Chi l'ha detto?/Parte seconda/80a
Questo testo è stato riletto e controllato. |
◄ | Parte seconda - 80 | Parte seconda - 80b | ► |
a) Il perchè di questo nuovo paragrafo.
La formidabile guerra, la più vasta e la più terribile che abbia mai insanguinato il mondo, che travolse nella mischia e gettò gli uni contro gli altri quasi un miliardo e mezzo di uomini (159 milioni la Quadruplice, 1298 milioni l’Intesa, comprese le colonie e i protettorati), ebbe origine con la dichiarazione di guerra dell’Austria alla Serbia (28 luglio 1914) cui fecero seguito quelle della Germania alla Russia e alla Francia (1º e 3 agosto) e dell’Inghilterra alla Germania (4 agosto; — l’Italia non intervenne che il 23 maggio 1915, contro l’Austria) ed ebbe fine nel 1918 con gli armistizi di Salonicco (29 settembre), di Mudros (30 ottobre), di Villa Giusti (3 novembre), di Rethondes (11 novembre), ai quali seguirono i trattati di Versailles (28 giugno 1919), di Saint-Germain (10 settembre 1919), di Neuilly (27 novembre 1919), del Trianon (4 giugno 1920), di Sèvres (10 agosto 1920) e altri accordi minori come quello italo-jugoslavo di Rapallo (12 novembre 1920) e altri ancora in discussione frattanto che scrivo, mentre neppure di tutti quelli già ricordati sono scambiate le ratifiche.
La guerra ha coperto il mondo di lutti: oltre 10 milioni di morti! Infatti i soli soldati europei, che sommarono in tutto a 35-36 milioni, ebbero 9.830.000 morti per ferite o per malattie, ai quali vanno aggiunti i morti delle truppe coloniali (asiatiche e africane), dell’esercito americano, dei contingenti australiani, canadesi e zelandesi (si veda Ch. Dörig nel n. 6 del Bulletin der Studiengesellschaft für Sociale Folgen des Krieges, di Copenaghen 1920; e lo studio del dott. Livio Livi nella Rivista Internazionale di Scienze Sociali e discipline ausiliarie, gennaio 1921); del resto la perdita complessiva di vite umane in Europa, tenendo conto dei morti di privazioni e della diminuita natalità, è calcolata dal Dörig stesso a milioni 35, 38; mentre Georg Wolff, in una rivista socialista tedesca (Socialistische Monathefte, Berlin, 17 gennaio 1921) giunge a risultati anche più melanconici, poichè calcola la perdita totale di vite a oltre 40 milioni, dei quali 12 milioni morti in battaglia. I soli morti italiani (compresi quelli caduti in Francia, in Macedonia e in Albania) furono 496.921, oltre a 900.000 feriti. - Ma non soltanto di sangue si è abbeverata la guerra: essa ha anche coperto il mondo di rovine senza limite, che una statistica ufficiale americana calcola nella enorme cifra di 190 miliardi di dollari: ha sconvolto la carta geografica di quattro parti della Terra (restandone immune la sola America), non ancora bene assestate: ha portato negli spiriti e nei cuori un turbamento che ancora non è sedato: e come ha lasciato orme profonde nella storia, nella geografia, nella economia mondiale, le ha lasciate anche nella vita sociale, nel costume, nella lingua. Le frasi storiche alle quali essa ha dato origine, meritavano di essere raccolte: ed io ho voluto riunirle in questo nuovo paragrafo aggiunto del mio Chi l’ha detto?, pensando che l’interesse che potevano presentare nel loro complesso, prevalesse almeno pel momento ad ogni altra considerazione di opportunità, che poteva suggerire di distribuirle secondo il loro particolare significato negli altri paragrafi del libro.

(Record di etichettatura delle posizioni)
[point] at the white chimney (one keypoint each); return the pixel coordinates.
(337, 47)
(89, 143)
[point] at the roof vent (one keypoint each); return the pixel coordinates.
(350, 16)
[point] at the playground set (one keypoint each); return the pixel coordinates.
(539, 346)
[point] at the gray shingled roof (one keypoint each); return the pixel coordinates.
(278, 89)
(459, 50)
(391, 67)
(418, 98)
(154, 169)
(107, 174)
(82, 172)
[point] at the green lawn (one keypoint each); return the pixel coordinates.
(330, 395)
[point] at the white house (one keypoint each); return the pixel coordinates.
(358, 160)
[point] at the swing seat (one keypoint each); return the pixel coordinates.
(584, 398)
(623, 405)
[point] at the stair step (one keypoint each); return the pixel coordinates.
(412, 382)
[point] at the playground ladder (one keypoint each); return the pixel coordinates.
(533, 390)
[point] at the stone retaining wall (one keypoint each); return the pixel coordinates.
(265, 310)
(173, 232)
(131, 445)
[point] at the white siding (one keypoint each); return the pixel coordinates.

Richieste →
1 – Elenca gli armistizi con cui, secondo il brano sulla guerra, ebbe fine il conflitto, indicando per ciascuno il luogo e la data.
2 – Prosegui il brano sulla guerra a partire dalla sua ultima frase, mantenendo lo stesso tono e la stessa voce in prima persona.
I record non hanno alcun ruolo in questo lavoro.

Risposte ai compiti →
1 –
- Salonicco, 29 settembre 1918
- Mudros, 30 ottobre 1918
- Villa Giusti, 3 novembre 1918
- Rethondes, 11 novembre 1918

2 –
Non è stato davvero facile di mettere insieme questa modesta scelta. Tutti i ricercatori sanno come sia arduo il risolvere certi piccoli problemi di storia contemporanea e si abbiano spesso a propria disposizione fonti più sicure e copiose per i fatti del medioevo che per quelli di cui pure la nostra generazione fu testimone. Si aggiungano le difficoltà specifiche date dalla incertezza delle informazioni, dalla censura, dalla passione politica e dagli altri ostacoli di ogni genere che hanno impedito e impediscono a tutt’oggi le libere comunicazioni intellettuali. Oggi ancora le fonti bibliografiche sulla produzione libraria dei paesi stranieri, massime su quella dei paesi già nemici, scarseggiano o mancano addirittura e il far venire un libro dalla Germania è impresa non sempre agevole. In ogni modo il lettore benevolo accolga questa mia fatica come un primo tentativo al quale sarà più facile di fare più tardi aggiunte e correzioni; se il volume avrà ancora la sorte di un’ottava edizione, pure questo capitolo potrà essere migliorato, riveduto e ampliato; se me ne mancheranno le forze e la possibilità, altri assolverà il compito con maggior lena.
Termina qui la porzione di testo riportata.